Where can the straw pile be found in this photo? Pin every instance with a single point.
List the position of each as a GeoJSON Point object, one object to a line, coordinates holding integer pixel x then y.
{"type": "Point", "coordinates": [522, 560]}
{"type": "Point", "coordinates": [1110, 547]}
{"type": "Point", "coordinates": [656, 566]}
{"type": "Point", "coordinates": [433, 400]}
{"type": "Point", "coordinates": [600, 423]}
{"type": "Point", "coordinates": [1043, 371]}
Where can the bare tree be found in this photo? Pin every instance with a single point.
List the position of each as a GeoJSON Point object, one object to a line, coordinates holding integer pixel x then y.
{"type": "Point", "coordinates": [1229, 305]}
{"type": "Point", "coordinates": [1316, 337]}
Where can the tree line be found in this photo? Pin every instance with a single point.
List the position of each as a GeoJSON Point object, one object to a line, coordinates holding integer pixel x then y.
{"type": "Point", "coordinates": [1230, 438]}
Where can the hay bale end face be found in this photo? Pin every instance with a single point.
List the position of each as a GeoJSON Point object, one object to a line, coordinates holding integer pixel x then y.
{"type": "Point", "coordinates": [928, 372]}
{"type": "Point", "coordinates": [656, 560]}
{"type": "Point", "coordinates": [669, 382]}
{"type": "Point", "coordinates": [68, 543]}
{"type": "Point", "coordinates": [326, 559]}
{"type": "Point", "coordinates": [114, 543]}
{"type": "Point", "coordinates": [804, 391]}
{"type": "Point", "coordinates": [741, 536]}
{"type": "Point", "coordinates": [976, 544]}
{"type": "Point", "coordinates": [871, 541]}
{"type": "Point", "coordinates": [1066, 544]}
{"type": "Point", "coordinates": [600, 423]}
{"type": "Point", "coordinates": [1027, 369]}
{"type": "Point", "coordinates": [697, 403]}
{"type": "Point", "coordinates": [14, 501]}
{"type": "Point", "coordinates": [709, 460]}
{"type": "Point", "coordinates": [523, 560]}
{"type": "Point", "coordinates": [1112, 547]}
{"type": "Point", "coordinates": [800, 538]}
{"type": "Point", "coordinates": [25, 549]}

______

What you have to do: Print the stretch of the data above from the line containing "Where can the tree" through the final line, reproducing each line verbatim and including both of those lines.

Solution:
Where can the tree line be found in this photo? Pin every instance with a single point.
List the position of each as a GeoJSON Point object, one object to a line, coordinates holding integer pixel x then y.
{"type": "Point", "coordinates": [1230, 438]}
Where can the hay bale end face be found in this photo? Pin every instance with a single point.
List the position of each as a GeoJSON Point object, one object to a line, coordinates holding integer pixel x then y.
{"type": "Point", "coordinates": [928, 372]}
{"type": "Point", "coordinates": [656, 560]}
{"type": "Point", "coordinates": [669, 382]}
{"type": "Point", "coordinates": [68, 543]}
{"type": "Point", "coordinates": [326, 559]}
{"type": "Point", "coordinates": [114, 543]}
{"type": "Point", "coordinates": [804, 391]}
{"type": "Point", "coordinates": [741, 536]}
{"type": "Point", "coordinates": [976, 544]}
{"type": "Point", "coordinates": [871, 541]}
{"type": "Point", "coordinates": [1066, 544]}
{"type": "Point", "coordinates": [600, 423]}
{"type": "Point", "coordinates": [1027, 369]}
{"type": "Point", "coordinates": [697, 403]}
{"type": "Point", "coordinates": [14, 501]}
{"type": "Point", "coordinates": [709, 460]}
{"type": "Point", "coordinates": [523, 560]}
{"type": "Point", "coordinates": [1112, 547]}
{"type": "Point", "coordinates": [800, 538]}
{"type": "Point", "coordinates": [25, 549]}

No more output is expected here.